-- Records to use follows --

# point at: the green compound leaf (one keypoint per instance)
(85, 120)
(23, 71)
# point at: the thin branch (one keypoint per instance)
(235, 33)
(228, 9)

-- Records to use concluded --

**Exercise brief**
Using the data above, reproduce every line exactly.

**Solution to this exercise**
# point at: the green compound leaf (one keypoint per instance)
(85, 120)
(23, 71)
# point at: the thin branch (one keypoint per instance)
(235, 33)
(228, 9)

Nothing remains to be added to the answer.